_Stated problem_
From the entries below, quote word for word everything from the line containing "Please inspect the image for any tire sidewall." down to the line containing "[378,303,922,444]", including both of those lines.

Recorded data
————
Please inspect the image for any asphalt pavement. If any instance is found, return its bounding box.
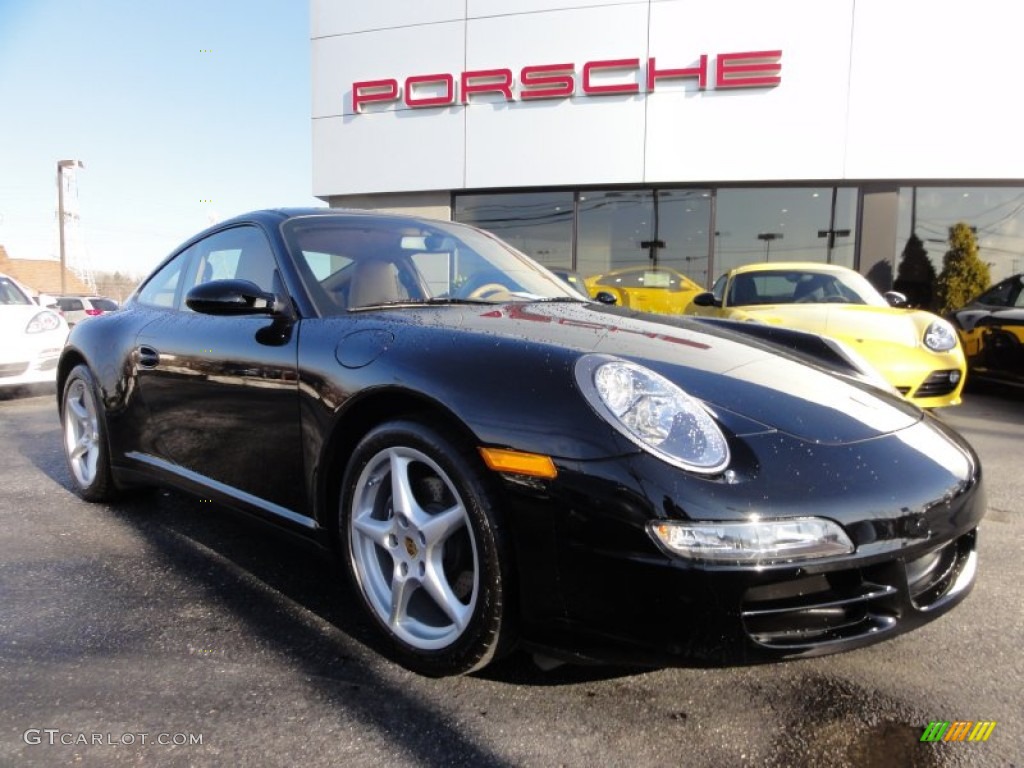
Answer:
[0,387,1024,768]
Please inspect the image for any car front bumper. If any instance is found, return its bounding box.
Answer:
[499,423,985,666]
[0,330,68,387]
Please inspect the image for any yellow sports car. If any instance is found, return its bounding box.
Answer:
[686,262,967,408]
[584,266,703,314]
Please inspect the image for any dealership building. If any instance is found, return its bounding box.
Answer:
[310,0,1024,289]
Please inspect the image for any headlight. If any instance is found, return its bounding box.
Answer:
[25,309,60,334]
[649,517,854,565]
[925,319,956,352]
[575,355,729,474]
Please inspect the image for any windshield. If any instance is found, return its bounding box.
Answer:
[0,278,32,304]
[282,214,586,314]
[728,269,889,306]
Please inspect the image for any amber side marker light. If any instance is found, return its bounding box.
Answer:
[479,447,558,478]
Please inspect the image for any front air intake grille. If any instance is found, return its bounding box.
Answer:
[740,571,897,649]
[739,530,977,652]
[913,371,961,397]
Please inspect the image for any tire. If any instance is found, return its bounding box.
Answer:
[338,421,513,677]
[60,366,118,502]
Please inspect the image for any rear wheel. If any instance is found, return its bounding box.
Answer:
[339,422,511,676]
[60,366,117,502]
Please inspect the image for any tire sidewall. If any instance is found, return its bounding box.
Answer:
[338,421,510,677]
[60,365,116,502]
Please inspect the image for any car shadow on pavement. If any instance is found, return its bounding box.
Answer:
[94,490,528,766]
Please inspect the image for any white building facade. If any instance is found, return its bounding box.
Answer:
[311,0,1024,288]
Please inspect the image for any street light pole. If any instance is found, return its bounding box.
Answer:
[758,232,782,261]
[57,160,85,294]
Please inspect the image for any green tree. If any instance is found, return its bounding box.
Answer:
[935,221,992,312]
[893,234,938,309]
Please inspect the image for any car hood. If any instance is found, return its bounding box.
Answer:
[735,304,921,347]
[378,303,922,444]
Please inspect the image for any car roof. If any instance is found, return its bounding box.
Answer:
[729,261,853,274]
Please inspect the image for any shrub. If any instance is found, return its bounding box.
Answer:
[935,221,991,312]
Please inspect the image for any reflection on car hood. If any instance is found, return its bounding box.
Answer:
[739,304,931,347]
[403,304,922,444]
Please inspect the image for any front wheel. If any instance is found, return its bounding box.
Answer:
[339,421,511,677]
[60,366,117,502]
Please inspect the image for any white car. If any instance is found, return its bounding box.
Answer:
[0,274,68,387]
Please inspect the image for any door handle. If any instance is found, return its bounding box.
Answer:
[135,346,160,368]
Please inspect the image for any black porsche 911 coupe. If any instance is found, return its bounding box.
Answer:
[58,209,984,675]
[948,273,1024,387]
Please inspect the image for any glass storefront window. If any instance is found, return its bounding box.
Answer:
[656,189,711,287]
[895,186,1024,283]
[455,191,572,269]
[577,189,711,286]
[577,189,654,279]
[715,186,857,274]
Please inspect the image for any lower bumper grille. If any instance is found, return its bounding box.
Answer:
[913,370,961,397]
[740,531,975,652]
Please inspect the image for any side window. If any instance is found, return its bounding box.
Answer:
[137,248,194,307]
[188,226,276,291]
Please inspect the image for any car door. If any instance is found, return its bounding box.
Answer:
[129,226,307,522]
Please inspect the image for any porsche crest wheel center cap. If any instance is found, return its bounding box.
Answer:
[406,536,420,557]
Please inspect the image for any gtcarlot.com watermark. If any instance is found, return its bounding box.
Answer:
[22,728,203,746]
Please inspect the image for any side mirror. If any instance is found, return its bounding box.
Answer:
[882,291,906,307]
[693,291,722,307]
[185,280,286,315]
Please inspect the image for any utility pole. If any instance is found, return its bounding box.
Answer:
[57,160,85,294]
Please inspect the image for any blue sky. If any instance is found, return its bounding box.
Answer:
[0,0,323,274]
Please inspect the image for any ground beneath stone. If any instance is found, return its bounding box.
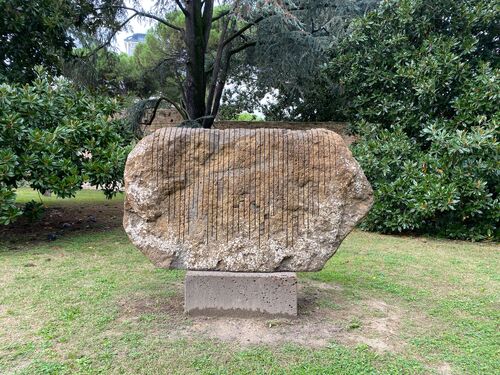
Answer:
[0,201,123,246]
[120,280,419,353]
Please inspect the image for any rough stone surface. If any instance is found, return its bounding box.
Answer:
[124,128,373,272]
[184,271,297,317]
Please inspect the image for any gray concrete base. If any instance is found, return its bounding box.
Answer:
[184,271,297,317]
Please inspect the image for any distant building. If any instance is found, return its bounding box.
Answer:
[123,34,146,56]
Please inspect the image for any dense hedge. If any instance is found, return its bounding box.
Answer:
[325,0,500,239]
[0,70,132,224]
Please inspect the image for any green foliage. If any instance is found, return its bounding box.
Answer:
[23,200,45,222]
[0,70,132,224]
[236,112,264,121]
[326,0,500,239]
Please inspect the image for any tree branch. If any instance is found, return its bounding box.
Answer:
[96,5,184,32]
[229,42,257,56]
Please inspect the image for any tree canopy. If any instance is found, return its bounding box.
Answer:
[0,69,133,224]
[320,0,500,239]
[86,0,373,127]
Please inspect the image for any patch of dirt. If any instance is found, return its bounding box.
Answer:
[115,280,420,352]
[0,201,123,250]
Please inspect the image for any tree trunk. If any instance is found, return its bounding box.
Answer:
[184,0,213,127]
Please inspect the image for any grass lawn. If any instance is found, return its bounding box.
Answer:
[0,191,500,374]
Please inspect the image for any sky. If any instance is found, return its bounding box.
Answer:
[112,0,154,52]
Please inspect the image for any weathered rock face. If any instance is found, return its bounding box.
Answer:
[124,128,373,272]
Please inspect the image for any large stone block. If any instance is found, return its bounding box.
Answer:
[184,271,297,317]
[124,128,373,272]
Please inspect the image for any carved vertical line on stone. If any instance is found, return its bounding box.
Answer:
[295,132,302,238]
[291,131,299,247]
[228,130,236,238]
[158,128,166,198]
[210,131,217,240]
[304,130,312,229]
[186,129,198,236]
[267,129,276,219]
[166,128,172,222]
[221,130,226,244]
[283,132,290,247]
[245,130,252,239]
[321,134,330,198]
[151,132,158,187]
[233,129,240,235]
[179,128,188,242]
[254,129,262,248]
[175,128,184,242]
[214,130,220,241]
[325,134,333,195]
[252,131,257,241]
[264,129,273,240]
[155,131,161,187]
[300,132,307,232]
[226,130,232,242]
[202,130,210,245]
[315,130,320,215]
[333,142,339,176]
[287,131,296,247]
[207,130,215,244]
[170,128,177,221]
[222,130,229,243]
[193,129,202,222]
[278,129,286,246]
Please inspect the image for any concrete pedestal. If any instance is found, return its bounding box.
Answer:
[184,271,297,318]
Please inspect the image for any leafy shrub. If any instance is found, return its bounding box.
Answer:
[23,200,45,222]
[0,69,132,224]
[325,0,500,239]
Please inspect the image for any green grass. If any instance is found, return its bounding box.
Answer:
[0,193,500,374]
[16,188,123,206]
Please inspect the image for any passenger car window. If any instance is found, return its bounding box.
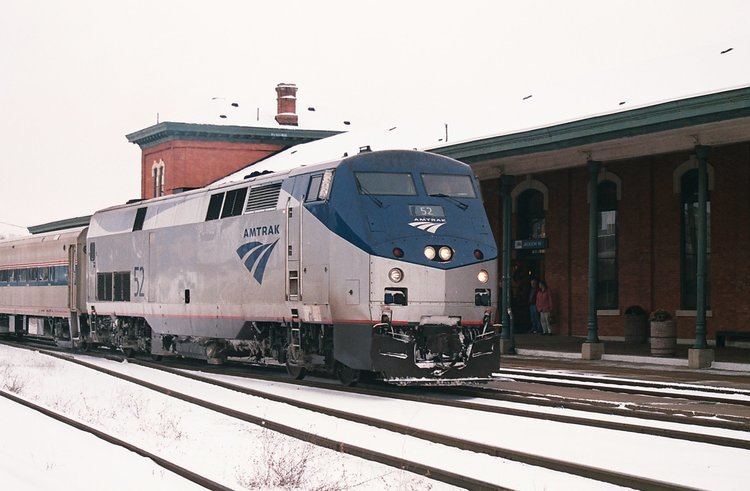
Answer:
[133,207,147,232]
[206,193,224,221]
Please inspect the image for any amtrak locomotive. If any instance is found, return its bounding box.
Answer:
[0,151,500,384]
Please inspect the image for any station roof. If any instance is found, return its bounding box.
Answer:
[125,121,341,149]
[429,86,750,177]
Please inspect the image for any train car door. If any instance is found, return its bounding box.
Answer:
[286,198,302,301]
[68,244,78,339]
[144,232,159,302]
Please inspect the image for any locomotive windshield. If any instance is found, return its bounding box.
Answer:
[422,174,477,198]
[354,172,417,196]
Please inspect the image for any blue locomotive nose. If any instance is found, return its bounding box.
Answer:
[310,151,497,269]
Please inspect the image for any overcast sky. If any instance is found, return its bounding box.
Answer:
[0,0,750,225]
————
_Worked solution_
Please inspect the image for any tire sidewall. If any instance is found, return its bounding box.
Answer:
[338,421,510,677]
[60,365,116,502]
Please inspect the image for any car shadow on pavement. If any instance is found, return its bounding box.
Answer:
[94,490,528,766]
Please inspect the image for any white building facade. If any instance is found, return its bounding box.
Answer:
[311,0,1024,288]
Please inspect the image for any street light pole. If any instance is found, return its bounding box.
Answer:
[758,232,782,261]
[57,160,85,294]
Please inspect the image for any green tree. If any instance is found, return its bounding box.
Answer:
[935,221,992,312]
[893,234,938,309]
Please inspect the image for any car hood. If any instance is found, return its bounding box.
Answer:
[735,304,921,347]
[378,303,922,444]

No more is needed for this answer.